Фрагмент текста:
=====

Для Клюева главным требованием к поэтическому слову была его укорененность в «пододонных» глубинах живой речевой стихии. Поэтому он так высоко ценил Мандельштама, называл Ахматову «китежанкой», а о Кузмине говорил: «…вновь учуял, что он поэт-кувшинка, и весь на виду, и корни у него в поддонном море, глубоко, глубоко». Себя же самого Клюев неизменно уподоблял «древу»: «Я — древо, а сердце — дупло, / Где Сирина-птицы зимовье»; «А я обнимусь с корнями / Землею — болезной сестрицей»; «И пал ли Клюев бородатый, / Как дуб, перунами сраженный, / С дуплом, где Сирин огневейный / Клад стережёт — бериллы, яхонт?..».

=====

Данные:
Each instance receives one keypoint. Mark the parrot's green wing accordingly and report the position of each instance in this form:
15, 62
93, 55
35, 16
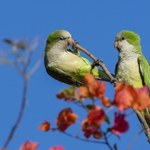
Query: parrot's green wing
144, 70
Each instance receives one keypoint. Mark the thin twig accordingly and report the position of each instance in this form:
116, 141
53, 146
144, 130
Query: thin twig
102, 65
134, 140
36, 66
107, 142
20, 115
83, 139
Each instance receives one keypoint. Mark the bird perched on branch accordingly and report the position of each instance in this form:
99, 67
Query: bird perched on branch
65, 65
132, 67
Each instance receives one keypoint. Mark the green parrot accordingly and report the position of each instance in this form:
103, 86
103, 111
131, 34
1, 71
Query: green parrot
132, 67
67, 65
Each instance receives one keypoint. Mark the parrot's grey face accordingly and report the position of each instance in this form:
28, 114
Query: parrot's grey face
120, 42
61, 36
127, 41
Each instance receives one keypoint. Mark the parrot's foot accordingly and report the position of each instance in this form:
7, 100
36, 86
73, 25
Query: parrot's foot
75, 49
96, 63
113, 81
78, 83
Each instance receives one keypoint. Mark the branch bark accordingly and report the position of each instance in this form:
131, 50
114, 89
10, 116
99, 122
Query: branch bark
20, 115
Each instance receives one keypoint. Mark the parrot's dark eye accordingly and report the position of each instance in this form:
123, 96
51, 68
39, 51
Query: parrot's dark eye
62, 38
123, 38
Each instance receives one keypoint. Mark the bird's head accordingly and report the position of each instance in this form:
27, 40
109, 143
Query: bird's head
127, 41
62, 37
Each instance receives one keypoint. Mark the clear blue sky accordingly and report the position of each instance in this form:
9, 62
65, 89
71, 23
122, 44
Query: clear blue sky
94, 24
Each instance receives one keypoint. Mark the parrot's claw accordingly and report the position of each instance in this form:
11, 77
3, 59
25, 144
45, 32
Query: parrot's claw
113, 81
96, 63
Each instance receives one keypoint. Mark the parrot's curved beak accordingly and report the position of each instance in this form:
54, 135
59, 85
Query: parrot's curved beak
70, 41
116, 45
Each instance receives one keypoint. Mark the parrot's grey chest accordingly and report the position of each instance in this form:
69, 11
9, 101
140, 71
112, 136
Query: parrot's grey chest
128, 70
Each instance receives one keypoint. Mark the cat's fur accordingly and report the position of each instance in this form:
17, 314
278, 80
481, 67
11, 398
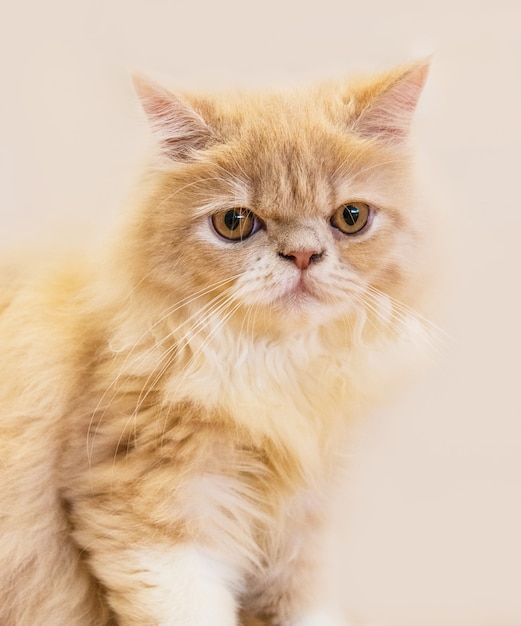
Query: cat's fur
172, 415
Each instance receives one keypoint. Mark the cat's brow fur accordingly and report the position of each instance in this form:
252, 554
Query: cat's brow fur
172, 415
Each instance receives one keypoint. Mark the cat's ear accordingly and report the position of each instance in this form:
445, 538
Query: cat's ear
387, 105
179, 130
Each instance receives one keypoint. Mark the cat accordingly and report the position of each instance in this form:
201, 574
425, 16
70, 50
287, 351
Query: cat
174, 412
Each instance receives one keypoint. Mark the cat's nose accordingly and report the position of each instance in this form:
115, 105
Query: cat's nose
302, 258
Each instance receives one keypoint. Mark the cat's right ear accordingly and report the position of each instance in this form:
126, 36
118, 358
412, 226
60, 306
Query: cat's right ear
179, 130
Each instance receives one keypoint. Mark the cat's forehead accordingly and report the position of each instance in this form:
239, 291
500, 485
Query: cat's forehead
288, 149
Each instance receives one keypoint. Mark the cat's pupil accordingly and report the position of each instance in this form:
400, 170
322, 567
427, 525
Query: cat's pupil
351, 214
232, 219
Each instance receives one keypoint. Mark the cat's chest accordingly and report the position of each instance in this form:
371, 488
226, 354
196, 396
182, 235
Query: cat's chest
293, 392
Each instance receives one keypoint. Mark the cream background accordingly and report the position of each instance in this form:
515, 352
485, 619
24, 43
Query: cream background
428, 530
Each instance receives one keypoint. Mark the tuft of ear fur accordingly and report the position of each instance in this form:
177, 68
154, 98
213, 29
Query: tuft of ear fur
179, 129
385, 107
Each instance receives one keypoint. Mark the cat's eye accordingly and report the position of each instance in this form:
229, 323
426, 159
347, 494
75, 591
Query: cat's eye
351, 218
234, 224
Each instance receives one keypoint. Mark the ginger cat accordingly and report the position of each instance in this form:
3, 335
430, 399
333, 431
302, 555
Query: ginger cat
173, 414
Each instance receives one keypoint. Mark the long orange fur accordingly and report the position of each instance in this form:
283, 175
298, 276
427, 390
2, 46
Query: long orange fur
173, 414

=====

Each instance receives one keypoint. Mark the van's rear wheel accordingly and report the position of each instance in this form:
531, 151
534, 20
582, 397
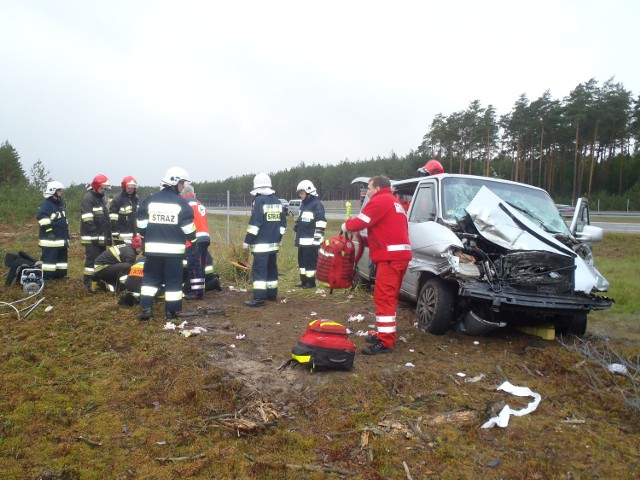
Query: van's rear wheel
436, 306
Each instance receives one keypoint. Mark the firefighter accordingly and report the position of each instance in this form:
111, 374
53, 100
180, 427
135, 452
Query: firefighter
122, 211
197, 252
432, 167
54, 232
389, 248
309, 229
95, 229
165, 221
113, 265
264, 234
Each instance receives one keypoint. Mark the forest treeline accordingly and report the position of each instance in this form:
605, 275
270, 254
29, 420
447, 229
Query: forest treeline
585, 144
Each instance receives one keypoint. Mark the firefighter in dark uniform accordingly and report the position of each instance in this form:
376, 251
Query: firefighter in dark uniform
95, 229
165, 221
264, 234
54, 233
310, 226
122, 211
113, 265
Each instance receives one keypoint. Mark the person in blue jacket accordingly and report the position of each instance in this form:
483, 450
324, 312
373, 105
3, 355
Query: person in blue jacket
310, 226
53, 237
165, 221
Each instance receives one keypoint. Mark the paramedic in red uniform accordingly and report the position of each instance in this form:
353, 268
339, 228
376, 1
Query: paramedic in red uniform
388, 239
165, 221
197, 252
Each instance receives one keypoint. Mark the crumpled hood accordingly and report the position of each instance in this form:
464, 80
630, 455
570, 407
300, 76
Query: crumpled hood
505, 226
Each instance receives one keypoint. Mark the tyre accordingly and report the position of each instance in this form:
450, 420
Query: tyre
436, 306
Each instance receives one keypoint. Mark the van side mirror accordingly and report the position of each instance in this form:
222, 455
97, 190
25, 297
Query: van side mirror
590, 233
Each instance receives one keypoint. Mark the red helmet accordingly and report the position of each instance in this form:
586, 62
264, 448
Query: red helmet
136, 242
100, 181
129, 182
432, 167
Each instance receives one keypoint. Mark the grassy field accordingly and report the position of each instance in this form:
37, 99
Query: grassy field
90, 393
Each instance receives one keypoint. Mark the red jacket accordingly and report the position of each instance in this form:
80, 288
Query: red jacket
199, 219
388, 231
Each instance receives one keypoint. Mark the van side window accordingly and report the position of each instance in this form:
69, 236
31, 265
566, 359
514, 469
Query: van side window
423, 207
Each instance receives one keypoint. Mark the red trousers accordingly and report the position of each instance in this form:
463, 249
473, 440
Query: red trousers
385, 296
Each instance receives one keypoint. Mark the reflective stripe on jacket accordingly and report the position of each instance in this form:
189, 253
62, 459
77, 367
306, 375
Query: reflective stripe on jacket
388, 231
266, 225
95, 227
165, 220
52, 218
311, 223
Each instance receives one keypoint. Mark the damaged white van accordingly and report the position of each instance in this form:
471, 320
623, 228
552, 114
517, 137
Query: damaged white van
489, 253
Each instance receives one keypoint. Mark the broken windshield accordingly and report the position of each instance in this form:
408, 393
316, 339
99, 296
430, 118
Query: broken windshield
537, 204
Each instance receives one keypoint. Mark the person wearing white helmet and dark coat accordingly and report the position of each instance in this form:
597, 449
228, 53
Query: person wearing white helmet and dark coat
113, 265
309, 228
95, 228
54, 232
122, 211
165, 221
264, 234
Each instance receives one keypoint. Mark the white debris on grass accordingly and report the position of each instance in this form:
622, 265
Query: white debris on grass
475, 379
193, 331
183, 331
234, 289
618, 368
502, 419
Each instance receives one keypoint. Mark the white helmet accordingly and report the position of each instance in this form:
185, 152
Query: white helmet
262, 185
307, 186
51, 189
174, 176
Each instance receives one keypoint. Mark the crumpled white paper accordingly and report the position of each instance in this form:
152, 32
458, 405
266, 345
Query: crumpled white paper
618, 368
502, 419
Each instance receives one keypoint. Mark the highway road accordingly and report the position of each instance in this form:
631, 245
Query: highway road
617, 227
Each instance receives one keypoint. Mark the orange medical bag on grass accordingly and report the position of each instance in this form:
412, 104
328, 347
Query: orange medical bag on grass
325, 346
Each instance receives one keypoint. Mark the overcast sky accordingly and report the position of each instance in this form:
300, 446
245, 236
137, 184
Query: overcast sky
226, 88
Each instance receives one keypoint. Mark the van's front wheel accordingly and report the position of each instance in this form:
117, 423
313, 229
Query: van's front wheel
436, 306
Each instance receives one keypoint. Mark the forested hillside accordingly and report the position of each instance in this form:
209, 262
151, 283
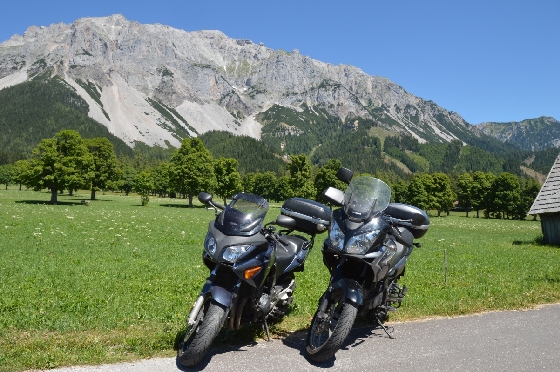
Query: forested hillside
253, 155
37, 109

=====

Задания:
1. Как Клюев называл Ахматову, согласно фрагменту о Клюеве?
2. Изложите содержание фрагмента о Клюеве в двух предложениях.
3. Допишите продолжение фрагмента о Клюеве, начав сразу после его последнего предложения.

Ответы:
1. Клюев называл Ахматову «китежанкой».

2. Главным требованием Клюева к поэтическому слову была его укорененность в глубинах живой речевой стихии, поэтому он высоко ценил Мандельштама, Ахматову и Кузмина. Себя самого Клюев неизменно уподоблял древу.

3.
Клюева-человека всё более заслонял Клюев-поэт, и здесь уже не могло быть места вопросам: где кончается «притворство» и начинается «подлинность», — в подлинности его живого «словесного дерева» невозможно было сомневаться. По свидетельству П. Н. Лукницкого, Анна Ахматова в 1926 году «сказала, что Клюев, Мандельштам, Кузмин — люди, о которых нельзя говорить дурное. Дурное надо забыть» (сб. «Воспоминания об Анне Ахматовой», М., 1991, с. 157). Истинный поэт не может быть предметом обывательских рассуждений и осуждений. Внешняя, событийная ткань его жизни, доступная рассмотрению, не имеет отношения к тому миру, где «всё по-другому». Возможно, поэтому писать мемуары о Клюеве даже и не пытались те, кто ближе его знали и лучше понимали.

* * *

Становясь всё более независимым от времени и от собственной судьбы, «песнописец Николай» был тем не менее связан со своей современностью теснее многих других. Он всегда находился в самой гуще культурной жизни, общался со многими прославленными деятелями искусства; следил за литературными новинками, встречался с начинающими писателями, выступал перед молодежью. Клюев любил и умел учить поэтическому мастерству. Есенин неоднократно и в разное время признавал это; даже в последние свои дни говорил В. Эрлиху: «Как был он моим учителем, так и останется». Одного этого уже было достаточно, чтобы привлечь к опальному поэту самый пристальный интерес молодого поколения.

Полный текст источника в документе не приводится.